TEXTO APRESENTADO ::
────────

No que a estes respeita, e para respeitar o enquadramento legal da reconstituição da situação que existiria se não se tivesse verificado o evento que obriga à reparação (artigo 562.º do CC), o critério a seguir será o de achar uma indemnização em dinheiro que corresponda a um capital gerador de rendimento equivalente ao que o lesado deixará de auferir, mas que se extinga no período provável de vida activa (acórdãos do STJ de 04.06.98, BMJ 478, página 344; de 15.12.1998, CJ de Acórdãos do STJ, Ano VI, Tomo III, página 155; de 25.06.02, mesma CJ, Ano X, Tomo II, página 128; de 20.11.03, mesma obra, Ano XI, Tomo III, página 149; e de 22.09.05, obra citada, Ano XIII, Tomo III, página 38); e de 12.01.2010, processo 317/2002.C3.S1, disponível em www.dgsi.pt).

A solução que tem sido entendida como mais adequada para achar o cálculo dessa indemnização é a que parte de determinadas fórmulas matemáticas, mas sempre sujeitas ao tempero da equidade (artigo 566.º, n.º 3, do CC), até porque como se escreveu no citado acórdão de 22.09.05, “essas tabelas assentam em elementos em constante mutação, como as taxas de juro, a própria taxa de incapacidade, tendo em conta os progressos espectaculares da medicina, da cirurgia e da indústria de próteses, a evolução da economia, o salário dos lesados, aquando do acidente, a esperança de vida”.

────────

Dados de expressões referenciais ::
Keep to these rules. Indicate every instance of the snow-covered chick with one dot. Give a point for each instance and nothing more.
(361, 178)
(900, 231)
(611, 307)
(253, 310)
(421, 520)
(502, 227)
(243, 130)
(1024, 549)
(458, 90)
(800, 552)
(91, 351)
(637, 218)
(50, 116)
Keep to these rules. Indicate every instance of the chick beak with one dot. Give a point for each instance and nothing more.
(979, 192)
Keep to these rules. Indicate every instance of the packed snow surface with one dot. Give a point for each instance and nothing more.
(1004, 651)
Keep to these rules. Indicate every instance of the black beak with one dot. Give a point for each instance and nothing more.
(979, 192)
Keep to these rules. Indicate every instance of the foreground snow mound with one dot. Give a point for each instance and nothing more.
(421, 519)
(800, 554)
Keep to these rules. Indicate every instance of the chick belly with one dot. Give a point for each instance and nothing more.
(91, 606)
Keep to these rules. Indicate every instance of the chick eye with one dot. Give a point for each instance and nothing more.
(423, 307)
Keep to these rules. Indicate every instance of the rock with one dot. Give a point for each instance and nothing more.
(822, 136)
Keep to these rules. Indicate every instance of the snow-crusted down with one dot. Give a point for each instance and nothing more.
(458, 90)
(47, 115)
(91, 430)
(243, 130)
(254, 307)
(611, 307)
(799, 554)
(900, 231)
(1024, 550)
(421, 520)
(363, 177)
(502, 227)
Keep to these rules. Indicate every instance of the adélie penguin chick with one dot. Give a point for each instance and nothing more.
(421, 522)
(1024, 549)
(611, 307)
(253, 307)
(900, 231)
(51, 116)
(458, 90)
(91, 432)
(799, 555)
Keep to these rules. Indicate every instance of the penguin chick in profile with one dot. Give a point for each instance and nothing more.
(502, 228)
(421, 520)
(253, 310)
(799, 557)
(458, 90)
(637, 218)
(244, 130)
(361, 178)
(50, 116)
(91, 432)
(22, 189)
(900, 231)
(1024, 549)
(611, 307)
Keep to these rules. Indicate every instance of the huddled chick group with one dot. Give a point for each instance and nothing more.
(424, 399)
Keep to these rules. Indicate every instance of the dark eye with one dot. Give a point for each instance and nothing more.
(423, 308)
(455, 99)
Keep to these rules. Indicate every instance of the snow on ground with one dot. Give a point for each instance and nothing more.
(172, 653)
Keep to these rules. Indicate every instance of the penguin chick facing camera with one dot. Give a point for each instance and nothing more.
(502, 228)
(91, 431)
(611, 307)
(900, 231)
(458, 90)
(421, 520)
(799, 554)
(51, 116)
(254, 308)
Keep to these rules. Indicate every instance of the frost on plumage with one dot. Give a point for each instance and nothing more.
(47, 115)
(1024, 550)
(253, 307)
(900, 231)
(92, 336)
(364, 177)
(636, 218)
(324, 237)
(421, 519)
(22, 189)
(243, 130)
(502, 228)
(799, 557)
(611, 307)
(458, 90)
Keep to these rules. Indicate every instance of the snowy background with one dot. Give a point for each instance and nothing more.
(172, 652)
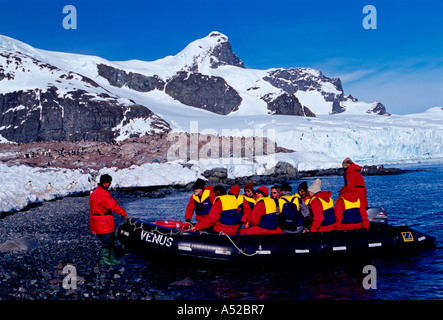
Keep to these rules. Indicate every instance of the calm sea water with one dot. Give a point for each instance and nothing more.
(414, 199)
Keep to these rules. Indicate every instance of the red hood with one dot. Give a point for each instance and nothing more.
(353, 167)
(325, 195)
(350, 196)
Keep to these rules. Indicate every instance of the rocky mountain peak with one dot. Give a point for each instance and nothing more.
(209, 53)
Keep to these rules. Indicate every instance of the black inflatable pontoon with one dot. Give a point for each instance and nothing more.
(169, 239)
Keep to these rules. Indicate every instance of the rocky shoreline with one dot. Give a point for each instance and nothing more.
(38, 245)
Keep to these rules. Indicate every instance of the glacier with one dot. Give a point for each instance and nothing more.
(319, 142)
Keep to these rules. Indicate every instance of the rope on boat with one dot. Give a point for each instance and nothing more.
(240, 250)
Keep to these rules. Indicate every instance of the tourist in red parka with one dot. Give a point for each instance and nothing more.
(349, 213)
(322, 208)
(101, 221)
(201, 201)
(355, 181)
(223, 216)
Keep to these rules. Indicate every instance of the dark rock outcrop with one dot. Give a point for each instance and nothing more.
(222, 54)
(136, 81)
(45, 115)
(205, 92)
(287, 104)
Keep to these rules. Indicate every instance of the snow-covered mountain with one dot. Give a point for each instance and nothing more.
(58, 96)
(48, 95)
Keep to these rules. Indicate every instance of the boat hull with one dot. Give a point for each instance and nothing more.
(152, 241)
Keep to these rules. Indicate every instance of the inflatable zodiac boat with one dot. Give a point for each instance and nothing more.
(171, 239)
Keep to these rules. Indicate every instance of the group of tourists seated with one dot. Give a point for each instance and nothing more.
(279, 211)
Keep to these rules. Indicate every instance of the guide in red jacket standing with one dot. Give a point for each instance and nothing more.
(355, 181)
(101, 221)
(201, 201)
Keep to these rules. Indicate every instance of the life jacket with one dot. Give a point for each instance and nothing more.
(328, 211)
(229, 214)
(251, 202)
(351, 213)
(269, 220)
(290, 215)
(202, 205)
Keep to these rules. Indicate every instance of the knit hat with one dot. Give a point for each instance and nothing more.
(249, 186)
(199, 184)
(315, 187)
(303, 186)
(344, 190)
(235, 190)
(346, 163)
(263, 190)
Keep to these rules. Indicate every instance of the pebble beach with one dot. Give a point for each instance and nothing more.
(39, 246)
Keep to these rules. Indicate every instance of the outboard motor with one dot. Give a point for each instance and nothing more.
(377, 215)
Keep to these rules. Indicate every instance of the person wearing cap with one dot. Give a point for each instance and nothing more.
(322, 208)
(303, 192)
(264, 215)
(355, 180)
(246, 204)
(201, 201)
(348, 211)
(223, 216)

────────

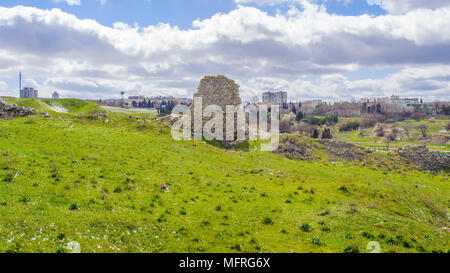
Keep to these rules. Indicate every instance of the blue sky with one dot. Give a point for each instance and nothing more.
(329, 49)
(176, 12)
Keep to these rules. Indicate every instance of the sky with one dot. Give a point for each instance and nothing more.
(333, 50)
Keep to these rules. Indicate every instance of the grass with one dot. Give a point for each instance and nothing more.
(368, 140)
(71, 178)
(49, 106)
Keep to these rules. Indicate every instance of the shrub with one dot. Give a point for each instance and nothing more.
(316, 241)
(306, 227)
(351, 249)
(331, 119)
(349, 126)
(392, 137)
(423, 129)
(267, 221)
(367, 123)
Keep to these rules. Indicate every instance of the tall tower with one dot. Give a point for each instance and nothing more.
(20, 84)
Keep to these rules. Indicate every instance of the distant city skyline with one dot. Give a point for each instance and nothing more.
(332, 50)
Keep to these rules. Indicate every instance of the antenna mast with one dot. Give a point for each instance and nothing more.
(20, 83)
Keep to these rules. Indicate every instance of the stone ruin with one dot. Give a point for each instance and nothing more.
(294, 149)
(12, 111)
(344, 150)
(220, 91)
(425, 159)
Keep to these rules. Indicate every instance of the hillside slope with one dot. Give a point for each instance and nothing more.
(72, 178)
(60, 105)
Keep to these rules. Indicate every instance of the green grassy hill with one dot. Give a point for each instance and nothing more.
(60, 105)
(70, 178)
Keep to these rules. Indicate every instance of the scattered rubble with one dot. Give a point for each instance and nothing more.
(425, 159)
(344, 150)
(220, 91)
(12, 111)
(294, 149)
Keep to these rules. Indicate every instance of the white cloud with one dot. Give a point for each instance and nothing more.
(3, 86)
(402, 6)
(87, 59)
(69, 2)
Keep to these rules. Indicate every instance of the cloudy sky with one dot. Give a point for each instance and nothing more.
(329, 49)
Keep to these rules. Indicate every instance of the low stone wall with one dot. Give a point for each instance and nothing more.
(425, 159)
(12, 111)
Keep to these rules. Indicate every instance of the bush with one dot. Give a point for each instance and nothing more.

────────

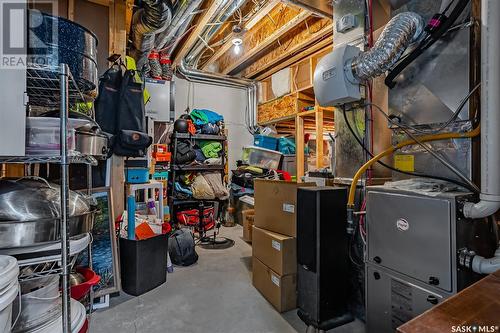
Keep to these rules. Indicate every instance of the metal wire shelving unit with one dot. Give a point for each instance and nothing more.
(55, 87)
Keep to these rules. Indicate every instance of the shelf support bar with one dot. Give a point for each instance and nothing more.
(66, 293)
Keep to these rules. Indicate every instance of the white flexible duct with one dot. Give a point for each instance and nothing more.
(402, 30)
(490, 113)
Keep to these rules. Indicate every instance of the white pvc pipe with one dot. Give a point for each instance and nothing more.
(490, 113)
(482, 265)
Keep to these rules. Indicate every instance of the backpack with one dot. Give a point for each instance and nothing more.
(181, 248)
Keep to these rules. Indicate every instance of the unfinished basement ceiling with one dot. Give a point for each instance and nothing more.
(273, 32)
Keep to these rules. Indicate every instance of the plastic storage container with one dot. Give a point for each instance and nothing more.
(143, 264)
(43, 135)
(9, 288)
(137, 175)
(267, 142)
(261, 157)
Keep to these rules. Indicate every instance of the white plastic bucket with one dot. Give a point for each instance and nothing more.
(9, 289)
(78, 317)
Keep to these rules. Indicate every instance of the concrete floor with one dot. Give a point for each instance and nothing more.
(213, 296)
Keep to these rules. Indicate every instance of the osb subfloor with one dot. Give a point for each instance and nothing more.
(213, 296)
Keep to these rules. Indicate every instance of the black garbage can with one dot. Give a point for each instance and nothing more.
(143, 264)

────────

Dê continuidade ao texto sobre o cálculo da indemnização pela perda de rendimento do lesado, começando logo após a última frase apresentada. A listagem não é necessária para este exercício.

RESULTADO DO EXERCÍCIO ::
Haverá que atender ao tempo provável de vida activa – que a jurisprudência, não obstante algumas oscilações, tem vindo, ultimamente, a situar nos 70 anos, como sucedeu, por exemplo, nos referidos acórdãos de 22.09.05 e de 12.01.2010 e, ainda, nos acórdãos do mesmo Tribunal, de 17.12.2009 e de 29.04.2010, processos número 340/03.7TBPNH.C1.S17 e 344/04.2GTSTR.S1, respectivamente –, à incapacidade de que o lesado ficou portador, ao salário auferido e à taxa de juro praticada pelas instituições bancárias.

Posto isto, analisemos as situações, uma a uma.

Autor J (…):

Como se vê dos factos provados, este autor contava, à data do acidente, 55 anos de idade (nasceu a 05.11.1948), pelo que tinha diante de si mais 15 anos de esperança de vida activa; exercia a actividade profissional de carpinteiro de estruturas e jardineiro em França, auferindo um salário mensal de € 1.500,00, o que perfaz um rendimento anual de € 21.000,00 (multiplicando o salário mensal por 14 meses); em resultado das lesões sofridas no acidente, ficou afectado de incapacidade permanente para o trabalho de 7% e são-lhe exigidos, agora, esforços suplementares para o exercício dessa sua profissão.

As taxas de juro dos depósitos a prazo rondam, hoje, o valor de 3%, não sendo previsível a sua alteração (referido acórdão do Supremo, de 17.12.2009).

Neste condicionalismo, o capital necessário para, ao referido juro, obter um rendimento anual calculado com base na incapacidade parcial permanente verificada (€ 1.470,00) seria de € 49.000,00.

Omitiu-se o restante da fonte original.